= Records from a data source =
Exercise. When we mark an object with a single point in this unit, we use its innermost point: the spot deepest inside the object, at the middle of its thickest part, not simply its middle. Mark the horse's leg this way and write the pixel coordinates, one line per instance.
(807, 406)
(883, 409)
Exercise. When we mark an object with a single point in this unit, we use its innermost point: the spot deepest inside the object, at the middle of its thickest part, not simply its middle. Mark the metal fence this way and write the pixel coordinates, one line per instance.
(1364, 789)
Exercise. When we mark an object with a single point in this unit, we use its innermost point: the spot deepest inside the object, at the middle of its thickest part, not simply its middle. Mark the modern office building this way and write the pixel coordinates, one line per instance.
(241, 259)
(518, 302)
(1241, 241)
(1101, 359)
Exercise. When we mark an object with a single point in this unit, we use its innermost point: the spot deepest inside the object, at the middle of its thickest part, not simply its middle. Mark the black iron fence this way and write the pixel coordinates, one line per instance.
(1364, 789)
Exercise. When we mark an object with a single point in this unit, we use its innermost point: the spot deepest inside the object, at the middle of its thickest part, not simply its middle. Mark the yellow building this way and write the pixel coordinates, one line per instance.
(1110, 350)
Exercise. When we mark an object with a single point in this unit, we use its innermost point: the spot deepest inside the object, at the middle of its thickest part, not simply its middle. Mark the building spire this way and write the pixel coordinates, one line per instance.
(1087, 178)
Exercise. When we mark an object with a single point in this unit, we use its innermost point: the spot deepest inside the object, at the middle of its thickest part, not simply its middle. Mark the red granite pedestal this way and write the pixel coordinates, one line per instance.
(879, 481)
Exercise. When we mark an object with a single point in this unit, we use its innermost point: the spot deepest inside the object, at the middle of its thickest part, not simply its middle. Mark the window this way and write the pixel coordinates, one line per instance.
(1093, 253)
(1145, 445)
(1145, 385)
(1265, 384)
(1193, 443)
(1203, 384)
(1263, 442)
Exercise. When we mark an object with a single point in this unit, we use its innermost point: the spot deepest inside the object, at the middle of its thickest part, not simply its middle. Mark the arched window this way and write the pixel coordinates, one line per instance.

= ASSIGNMENT =
Going line by line, copy the data above exactly.

= TASK SOLUTION =
Exercise. When we mark an object with a single point in this unit, we use its innermost point: the spot deepest inside the object, at the middle of its thickest part, not simply its middle. Mark the horse's leg this way and write the pixel coordinates, one line per instance.
(807, 406)
(883, 409)
Exercise. When we mark an object with a single point in this unit, we use its innermost point: the spot deepest inside the object, at the middle of its thickest part, not simply its middle. Mark the metal fence this way and write the pixel coordinates, one line per instance.
(1364, 789)
Exercise. When we mark an object with a single point in this unit, we use its innermost point: the spot deepest inside the object, at the middle of its thickest part, not simply its middle. Mark the modern office building this way and write the pixel coordinates, one line per instance.
(241, 259)
(518, 302)
(1241, 241)
(1101, 359)
Exercise. When we mark an object with a single point in this unit, we use its innermost point: the spot deepest inside the object, at the middle of its thickest part, not simply its middle. Mark the black iron fence this way and write the pixel coordinates, one line per instance.
(1364, 789)
Exercise. When we mark an object with a single point in this unit, we use its innermost point: the spot deepest inside the object, at the middle of its thickest part, not simply its middle. Mark the yellow building this way and write the pixel coordinates, one line per instance.
(1110, 350)
Exercise. When we mark an object with a single point in this unit, we use its innermost point: the spot deepest inside the object, at the middle of its thickest part, not simply its middle. Mark the building spire this way and write the pixel coordinates, one line per instance.
(1087, 178)
Exercise. When we mark an object with a single point in this unit, we use its innermost point: the spot deepest inside the object, at the middle of its thickest part, not simply its middle. Mark the red granite pedestal this way and write the pixel coordinates, one line per instance.
(879, 481)
Exercise. When we mark an object with a single point in this unit, we use its innermost point: the spot deepest inside the object, at the middle of its thickest part, not simply its middle. Mark the window this way and write the pixel coordinates, one line per instance.
(1093, 253)
(1145, 445)
(1145, 385)
(1265, 384)
(1193, 443)
(1203, 384)
(1263, 442)
Exercise. When we mark an object with a single point in this unit, we use its innermost point: the spot deepest inside the object, at the middle of its thickest part, not simply its middle. Mark the arched window this way and write the pixel coordinates, one line per instance.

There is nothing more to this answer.